Outline records
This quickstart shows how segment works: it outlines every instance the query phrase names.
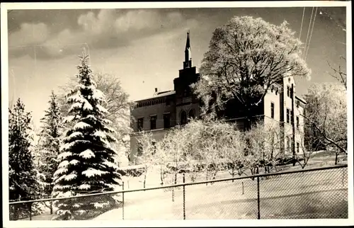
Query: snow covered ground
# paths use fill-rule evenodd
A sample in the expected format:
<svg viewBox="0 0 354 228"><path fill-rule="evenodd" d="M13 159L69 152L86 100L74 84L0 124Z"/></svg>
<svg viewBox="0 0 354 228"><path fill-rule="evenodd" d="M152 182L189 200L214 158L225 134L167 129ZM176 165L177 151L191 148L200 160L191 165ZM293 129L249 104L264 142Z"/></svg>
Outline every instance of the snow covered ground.
<svg viewBox="0 0 354 228"><path fill-rule="evenodd" d="M334 156L324 154L310 159L305 169L333 164ZM289 165L282 169L290 171L301 169L301 167ZM261 180L261 217L347 217L348 187L347 176L344 173L341 169L282 175L278 178ZM220 171L217 176L217 178L229 177L227 171ZM171 183L170 179L165 185ZM205 177L200 175L197 181L205 180ZM144 176L125 178L124 181L125 190L140 189L143 188ZM190 181L188 175L185 174L185 182ZM146 187L157 187L161 186L160 183L159 171L150 169L147 176ZM179 174L179 183L182 183L181 174ZM121 188L116 190L121 190ZM182 220L183 212L182 187L175 188L173 193L171 189L159 189L125 194L125 220ZM48 212L33 217L33 220L49 220L52 216ZM120 220L122 219L122 208L114 209L94 220ZM244 179L243 181L238 180L207 186L185 186L185 215L186 219L256 219L256 181Z"/></svg>
<svg viewBox="0 0 354 228"><path fill-rule="evenodd" d="M347 185L341 170L292 174L260 181L261 216L264 218L343 218L348 216ZM185 186L186 219L256 219L256 181ZM181 188L125 193L125 220L182 220ZM122 208L95 218L120 220Z"/></svg>

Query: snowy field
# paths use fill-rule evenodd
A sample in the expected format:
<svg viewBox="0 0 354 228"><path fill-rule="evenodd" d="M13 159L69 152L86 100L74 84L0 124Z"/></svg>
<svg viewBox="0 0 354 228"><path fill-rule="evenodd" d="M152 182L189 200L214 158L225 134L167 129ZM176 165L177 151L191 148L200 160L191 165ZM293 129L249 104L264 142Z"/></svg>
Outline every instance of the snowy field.
<svg viewBox="0 0 354 228"><path fill-rule="evenodd" d="M333 165L333 155L319 156L305 168ZM346 161L341 162L341 164ZM283 171L301 167L283 166ZM220 171L217 178L229 178ZM205 181L200 175L197 181ZM125 189L143 188L144 177L125 178ZM160 186L157 170L150 169L146 188ZM190 182L188 174L185 182ZM242 194L242 182L244 194ZM178 183L182 183L179 174ZM171 180L165 184L171 184ZM348 217L347 176L343 169L277 176L260 181L261 217L268 219L345 218ZM120 188L117 190L121 190ZM173 198L173 200L172 200ZM185 186L186 219L256 219L257 182L251 179ZM46 212L33 220L50 220ZM125 194L125 220L183 220L183 188L159 189ZM25 219L26 220L29 219ZM103 213L94 220L122 220L122 208Z"/></svg>
<svg viewBox="0 0 354 228"><path fill-rule="evenodd" d="M260 181L261 218L348 217L347 183L343 170L295 173ZM256 181L185 186L186 219L256 219ZM125 193L125 220L182 220L183 191L163 190ZM95 220L122 220L122 208Z"/></svg>

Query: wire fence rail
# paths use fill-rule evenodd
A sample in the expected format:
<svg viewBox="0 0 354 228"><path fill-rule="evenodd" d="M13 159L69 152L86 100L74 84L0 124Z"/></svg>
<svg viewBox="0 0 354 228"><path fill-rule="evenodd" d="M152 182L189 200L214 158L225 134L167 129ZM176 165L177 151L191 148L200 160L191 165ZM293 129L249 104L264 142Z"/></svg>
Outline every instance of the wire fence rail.
<svg viewBox="0 0 354 228"><path fill-rule="evenodd" d="M10 220L348 218L347 164L185 180L183 174L183 183L169 186L124 190L123 183L118 191L11 202ZM57 217L59 204L71 217Z"/></svg>

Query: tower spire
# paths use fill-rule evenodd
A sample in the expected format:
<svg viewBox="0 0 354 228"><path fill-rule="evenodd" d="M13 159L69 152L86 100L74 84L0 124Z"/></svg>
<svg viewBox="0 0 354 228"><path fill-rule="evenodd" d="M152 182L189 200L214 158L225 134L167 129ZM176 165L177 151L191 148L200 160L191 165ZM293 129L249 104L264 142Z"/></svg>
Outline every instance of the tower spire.
<svg viewBox="0 0 354 228"><path fill-rule="evenodd" d="M190 40L189 38L189 30L187 33L187 42L185 43L185 50L184 50L183 69L192 67L192 52L190 50Z"/></svg>

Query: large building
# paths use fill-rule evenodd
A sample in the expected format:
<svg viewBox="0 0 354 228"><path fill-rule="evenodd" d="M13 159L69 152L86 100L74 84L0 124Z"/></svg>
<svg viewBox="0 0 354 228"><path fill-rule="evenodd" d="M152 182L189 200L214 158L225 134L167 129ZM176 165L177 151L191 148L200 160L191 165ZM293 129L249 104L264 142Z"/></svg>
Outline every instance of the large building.
<svg viewBox="0 0 354 228"><path fill-rule="evenodd" d="M136 101L132 110L133 133L130 136L130 160L142 154L138 138L142 132L149 131L154 138L163 138L172 127L187 123L189 118L200 114L200 100L193 93L190 85L199 79L195 67L192 64L190 40L187 33L185 59L178 78L174 79L173 90L159 92L151 98ZM295 83L292 77L284 78L275 84L263 99L254 116L265 123L278 122L284 126L283 147L285 152L301 152L303 148L303 107L306 102L295 95ZM229 106L229 107L228 107ZM235 108L236 107L236 108ZM242 125L243 112L237 108L237 102L230 102L225 111L219 115L234 120ZM292 140L295 139L295 140Z"/></svg>

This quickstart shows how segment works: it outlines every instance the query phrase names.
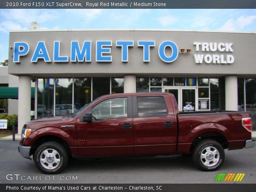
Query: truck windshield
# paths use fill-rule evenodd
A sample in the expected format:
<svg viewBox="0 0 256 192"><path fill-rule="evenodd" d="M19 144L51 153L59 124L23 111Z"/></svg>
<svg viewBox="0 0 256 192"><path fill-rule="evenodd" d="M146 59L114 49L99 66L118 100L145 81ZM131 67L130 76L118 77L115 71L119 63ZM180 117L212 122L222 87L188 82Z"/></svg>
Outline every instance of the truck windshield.
<svg viewBox="0 0 256 192"><path fill-rule="evenodd" d="M83 107L82 107L81 109L80 109L79 110L78 110L75 113L74 113L72 115L72 116L71 116L71 117L72 118L76 118L80 114L81 114L81 113L83 112L85 110L87 109L89 107L90 107L91 106L92 106L92 104L93 104L94 103L95 103L95 102L98 101L98 100L100 99L100 98L102 97L102 96L101 96L100 97L98 97L98 98L96 98L95 99L94 99L93 101L90 102L90 103L88 103L88 104L86 104Z"/></svg>

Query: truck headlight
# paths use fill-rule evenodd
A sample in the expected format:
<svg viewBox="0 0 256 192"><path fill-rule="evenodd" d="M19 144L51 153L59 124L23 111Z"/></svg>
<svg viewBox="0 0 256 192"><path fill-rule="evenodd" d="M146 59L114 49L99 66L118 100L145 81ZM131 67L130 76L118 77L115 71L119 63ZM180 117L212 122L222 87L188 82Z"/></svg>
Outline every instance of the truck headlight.
<svg viewBox="0 0 256 192"><path fill-rule="evenodd" d="M30 133L31 133L31 129L28 129L24 127L21 133L21 139L28 137Z"/></svg>

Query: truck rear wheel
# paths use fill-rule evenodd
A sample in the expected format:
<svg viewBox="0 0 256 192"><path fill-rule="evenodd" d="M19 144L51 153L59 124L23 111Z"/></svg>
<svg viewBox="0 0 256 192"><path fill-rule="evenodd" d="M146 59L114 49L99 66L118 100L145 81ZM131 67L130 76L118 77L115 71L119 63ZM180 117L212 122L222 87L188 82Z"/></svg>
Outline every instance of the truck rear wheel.
<svg viewBox="0 0 256 192"><path fill-rule="evenodd" d="M220 144L212 140L204 140L196 145L193 152L193 160L203 171L217 170L225 158L225 152Z"/></svg>
<svg viewBox="0 0 256 192"><path fill-rule="evenodd" d="M54 141L41 144L36 149L34 155L36 167L47 174L60 173L66 166L68 161L68 156L65 148Z"/></svg>

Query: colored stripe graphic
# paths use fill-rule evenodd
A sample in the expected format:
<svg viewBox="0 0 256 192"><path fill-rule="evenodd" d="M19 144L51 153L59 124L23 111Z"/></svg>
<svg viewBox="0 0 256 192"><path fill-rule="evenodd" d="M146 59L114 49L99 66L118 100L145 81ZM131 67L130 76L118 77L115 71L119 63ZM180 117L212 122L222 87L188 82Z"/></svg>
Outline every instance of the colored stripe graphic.
<svg viewBox="0 0 256 192"><path fill-rule="evenodd" d="M232 181L235 175L236 175L235 173L229 173L225 178L224 181Z"/></svg>
<svg viewBox="0 0 256 192"><path fill-rule="evenodd" d="M222 181L225 176L226 175L226 173L219 173L216 178L215 178L215 181Z"/></svg>
<svg viewBox="0 0 256 192"><path fill-rule="evenodd" d="M233 180L234 177L234 181L242 181L245 175L245 173L219 173L214 181L231 182Z"/></svg>
<svg viewBox="0 0 256 192"><path fill-rule="evenodd" d="M238 173L234 181L242 181L245 175L245 173Z"/></svg>

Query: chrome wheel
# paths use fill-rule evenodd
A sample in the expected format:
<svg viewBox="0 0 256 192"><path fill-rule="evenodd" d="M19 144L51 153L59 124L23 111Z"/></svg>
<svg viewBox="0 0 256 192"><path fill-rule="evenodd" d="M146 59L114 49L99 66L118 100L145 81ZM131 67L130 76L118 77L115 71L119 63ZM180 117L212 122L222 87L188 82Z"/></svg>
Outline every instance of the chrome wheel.
<svg viewBox="0 0 256 192"><path fill-rule="evenodd" d="M40 163L46 169L54 169L59 166L60 162L60 156L58 152L55 149L45 149L40 155Z"/></svg>
<svg viewBox="0 0 256 192"><path fill-rule="evenodd" d="M203 149L200 155L201 161L208 167L216 165L220 160L220 152L213 146L208 146Z"/></svg>

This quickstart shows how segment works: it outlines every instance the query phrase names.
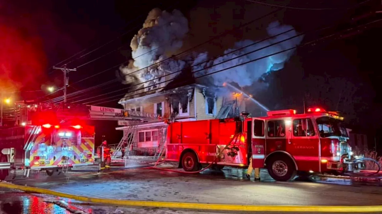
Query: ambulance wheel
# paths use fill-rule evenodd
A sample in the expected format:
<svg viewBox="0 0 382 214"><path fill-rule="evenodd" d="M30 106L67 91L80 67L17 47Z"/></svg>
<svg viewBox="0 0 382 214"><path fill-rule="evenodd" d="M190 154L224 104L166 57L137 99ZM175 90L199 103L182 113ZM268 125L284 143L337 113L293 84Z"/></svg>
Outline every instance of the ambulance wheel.
<svg viewBox="0 0 382 214"><path fill-rule="evenodd" d="M187 152L182 157L182 167L186 172L197 171L200 166L196 155L193 152Z"/></svg>
<svg viewBox="0 0 382 214"><path fill-rule="evenodd" d="M0 163L5 163L8 161L8 159L6 156L0 154ZM8 169L0 169L0 180L5 180L7 176L8 175Z"/></svg>
<svg viewBox="0 0 382 214"><path fill-rule="evenodd" d="M47 169L47 174L49 176L52 176L53 175L53 174L54 174L54 171L55 171L53 169Z"/></svg>
<svg viewBox="0 0 382 214"><path fill-rule="evenodd" d="M272 157L267 163L269 175L277 181L288 181L296 175L296 167L293 161L284 155Z"/></svg>

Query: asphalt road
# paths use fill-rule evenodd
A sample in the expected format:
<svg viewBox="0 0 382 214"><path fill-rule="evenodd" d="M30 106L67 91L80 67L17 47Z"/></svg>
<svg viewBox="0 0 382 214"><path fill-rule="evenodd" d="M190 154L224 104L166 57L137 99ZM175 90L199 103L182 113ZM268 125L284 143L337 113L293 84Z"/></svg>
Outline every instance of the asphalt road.
<svg viewBox="0 0 382 214"><path fill-rule="evenodd" d="M91 171L71 172L53 177L44 173L32 174L28 180L16 180L12 182L74 195L115 199L252 205L382 204L382 187L350 185L346 180L328 180L327 183L275 182L266 172L262 171L262 182L254 182L243 180L242 170L229 169L222 172L208 170L198 174L154 169L112 171L101 174ZM78 205L85 207L85 209L91 208L91 212L88 213L94 214L196 213L151 208L117 208ZM46 212L50 213L56 213Z"/></svg>

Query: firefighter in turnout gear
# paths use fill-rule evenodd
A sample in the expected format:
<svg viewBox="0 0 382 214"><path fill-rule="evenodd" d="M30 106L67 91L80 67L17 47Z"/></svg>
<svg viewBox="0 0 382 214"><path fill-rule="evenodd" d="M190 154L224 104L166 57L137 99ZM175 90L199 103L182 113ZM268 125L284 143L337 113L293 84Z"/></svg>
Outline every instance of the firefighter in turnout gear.
<svg viewBox="0 0 382 214"><path fill-rule="evenodd" d="M103 151L101 151L102 148L104 149ZM97 150L97 153L99 157L100 157L102 155L101 152L102 152L102 154L104 156L104 161L101 165L104 164L105 168L110 168L110 162L111 162L112 160L112 152L110 151L110 148L107 145L107 142L106 141L104 141L102 142L101 146L98 147L98 149ZM101 166L101 169L103 168Z"/></svg>
<svg viewBox="0 0 382 214"><path fill-rule="evenodd" d="M252 174L252 171L253 171L253 167L252 167L252 158L249 158L249 165L248 166L248 169L247 169L247 174L246 177L248 180L251 180L251 176ZM255 181L260 181L260 168L255 168Z"/></svg>

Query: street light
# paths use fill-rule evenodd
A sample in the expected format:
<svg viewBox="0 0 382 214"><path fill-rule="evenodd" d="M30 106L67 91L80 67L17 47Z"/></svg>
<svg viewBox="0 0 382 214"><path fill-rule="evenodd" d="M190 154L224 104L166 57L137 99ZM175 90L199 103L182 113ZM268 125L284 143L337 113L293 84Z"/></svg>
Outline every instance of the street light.
<svg viewBox="0 0 382 214"><path fill-rule="evenodd" d="M49 92L53 92L54 91L54 87L53 86L50 86L48 87L48 91Z"/></svg>

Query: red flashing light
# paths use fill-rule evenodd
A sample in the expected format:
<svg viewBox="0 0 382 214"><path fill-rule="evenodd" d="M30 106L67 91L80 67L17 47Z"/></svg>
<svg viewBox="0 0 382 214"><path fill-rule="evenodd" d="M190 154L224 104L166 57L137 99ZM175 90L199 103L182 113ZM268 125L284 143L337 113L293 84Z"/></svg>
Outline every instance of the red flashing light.
<svg viewBox="0 0 382 214"><path fill-rule="evenodd" d="M325 110L323 109L321 109L320 108L309 108L307 110L308 112L325 112Z"/></svg>
<svg viewBox="0 0 382 214"><path fill-rule="evenodd" d="M73 128L76 129L79 129L82 128L82 126L79 125L76 125L75 126L73 126Z"/></svg>
<svg viewBox="0 0 382 214"><path fill-rule="evenodd" d="M42 127L44 128L46 128L47 129L50 128L52 127L52 125L49 124L49 123L47 123L46 124L44 124L42 125Z"/></svg>

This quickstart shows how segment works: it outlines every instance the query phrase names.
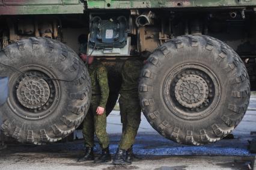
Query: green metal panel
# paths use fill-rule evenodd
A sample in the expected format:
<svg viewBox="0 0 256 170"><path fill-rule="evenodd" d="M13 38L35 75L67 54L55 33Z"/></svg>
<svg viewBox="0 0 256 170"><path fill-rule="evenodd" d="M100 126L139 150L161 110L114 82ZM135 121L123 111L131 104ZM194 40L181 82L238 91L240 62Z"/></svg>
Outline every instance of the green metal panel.
<svg viewBox="0 0 256 170"><path fill-rule="evenodd" d="M0 0L0 15L83 13L79 0Z"/></svg>
<svg viewBox="0 0 256 170"><path fill-rule="evenodd" d="M256 0L87 1L89 9L223 7L256 6Z"/></svg>

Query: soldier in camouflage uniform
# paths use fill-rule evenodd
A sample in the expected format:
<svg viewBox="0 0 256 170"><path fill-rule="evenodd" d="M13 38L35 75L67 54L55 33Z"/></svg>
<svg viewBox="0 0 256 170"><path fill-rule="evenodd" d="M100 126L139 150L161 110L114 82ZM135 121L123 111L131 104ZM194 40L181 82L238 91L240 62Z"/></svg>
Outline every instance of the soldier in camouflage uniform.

» **Objective**
Rewrite the stretch from "Query: wire fence rail" through "220L348 218L347 164L185" with "expected format" replaced by "required format". Keep everything else in those lines the same.

» **Complete response**
Query: wire fence rail
# paths use fill-rule evenodd
A sample in the required format:
<svg viewBox="0 0 354 228"><path fill-rule="evenodd" d="M13 159L69 152L86 100L74 84L0 124Z"/></svg>
<svg viewBox="0 0 354 228"><path fill-rule="evenodd" d="M152 182L189 200L214 158L225 134L167 129ZM176 165L177 151L191 148L200 160L191 165ZM293 129L249 104L264 142Z"/></svg>
Outline every instance of the wire fence rail.
<svg viewBox="0 0 354 228"><path fill-rule="evenodd" d="M10 220L348 218L347 164L185 180L183 174L183 183L169 186L124 190L123 183L118 191L11 202ZM57 217L59 204L71 217Z"/></svg>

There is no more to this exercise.